• [What you need to do]
Lift out, unaltered, the lines of the material below between the line holding "Target: green bush" and the line holding "ground in the photo above.", counting both.

+++ Records supplied

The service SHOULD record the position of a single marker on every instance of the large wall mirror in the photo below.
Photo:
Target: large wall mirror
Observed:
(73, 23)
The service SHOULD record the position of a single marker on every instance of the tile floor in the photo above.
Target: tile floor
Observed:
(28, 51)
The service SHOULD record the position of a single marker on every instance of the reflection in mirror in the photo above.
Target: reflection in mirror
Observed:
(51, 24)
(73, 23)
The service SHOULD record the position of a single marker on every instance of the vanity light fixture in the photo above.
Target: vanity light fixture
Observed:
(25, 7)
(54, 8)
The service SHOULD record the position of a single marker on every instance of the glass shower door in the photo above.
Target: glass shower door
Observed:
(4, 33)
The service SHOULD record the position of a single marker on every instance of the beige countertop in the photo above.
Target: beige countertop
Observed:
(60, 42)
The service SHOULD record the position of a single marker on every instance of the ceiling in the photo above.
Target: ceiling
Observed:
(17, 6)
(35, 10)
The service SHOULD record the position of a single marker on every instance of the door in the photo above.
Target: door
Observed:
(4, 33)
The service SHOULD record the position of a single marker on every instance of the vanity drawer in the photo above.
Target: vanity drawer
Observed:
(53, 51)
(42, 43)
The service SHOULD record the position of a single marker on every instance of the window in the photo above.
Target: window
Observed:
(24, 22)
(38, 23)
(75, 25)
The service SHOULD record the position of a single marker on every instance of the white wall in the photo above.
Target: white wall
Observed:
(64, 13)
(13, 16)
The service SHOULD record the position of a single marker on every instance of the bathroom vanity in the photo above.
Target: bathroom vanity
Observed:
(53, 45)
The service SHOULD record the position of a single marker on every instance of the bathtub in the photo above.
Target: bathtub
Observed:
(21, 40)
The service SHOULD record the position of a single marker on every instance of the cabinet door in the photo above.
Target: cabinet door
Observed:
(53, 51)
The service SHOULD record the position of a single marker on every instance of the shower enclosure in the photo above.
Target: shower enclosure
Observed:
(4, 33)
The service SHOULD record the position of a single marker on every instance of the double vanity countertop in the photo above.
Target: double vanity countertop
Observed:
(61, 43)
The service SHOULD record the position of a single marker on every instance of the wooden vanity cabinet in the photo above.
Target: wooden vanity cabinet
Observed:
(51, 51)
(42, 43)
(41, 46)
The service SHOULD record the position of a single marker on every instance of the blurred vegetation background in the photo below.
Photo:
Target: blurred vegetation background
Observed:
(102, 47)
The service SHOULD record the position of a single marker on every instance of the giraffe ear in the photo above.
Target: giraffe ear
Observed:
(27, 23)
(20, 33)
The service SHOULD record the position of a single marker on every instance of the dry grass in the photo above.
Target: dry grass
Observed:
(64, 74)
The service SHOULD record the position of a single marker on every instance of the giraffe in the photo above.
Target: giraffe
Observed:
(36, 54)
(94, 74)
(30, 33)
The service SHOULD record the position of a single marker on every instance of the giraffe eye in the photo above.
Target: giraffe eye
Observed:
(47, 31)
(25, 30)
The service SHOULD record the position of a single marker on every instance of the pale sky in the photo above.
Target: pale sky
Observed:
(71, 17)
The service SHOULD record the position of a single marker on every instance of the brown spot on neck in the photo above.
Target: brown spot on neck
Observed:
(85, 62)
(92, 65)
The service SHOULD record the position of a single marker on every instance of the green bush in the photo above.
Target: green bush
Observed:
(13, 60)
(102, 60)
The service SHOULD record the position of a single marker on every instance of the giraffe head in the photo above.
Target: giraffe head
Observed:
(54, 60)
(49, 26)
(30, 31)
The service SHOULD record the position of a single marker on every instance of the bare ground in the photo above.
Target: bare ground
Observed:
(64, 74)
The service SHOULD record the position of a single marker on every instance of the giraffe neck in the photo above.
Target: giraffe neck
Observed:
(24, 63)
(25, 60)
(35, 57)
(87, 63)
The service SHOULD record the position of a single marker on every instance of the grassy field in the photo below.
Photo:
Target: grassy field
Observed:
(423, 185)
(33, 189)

++++++

• [Your solution]
Target: green bush
Observed:
(13, 60)
(102, 60)
The service SHOULD record the position of a single marker on every instance of the giraffe head in the photo above.
Target: giraffe head
Observed:
(54, 60)
(49, 26)
(30, 31)
The service SHOULD record the position of a single marker on every instance of the bare ground in the photo above.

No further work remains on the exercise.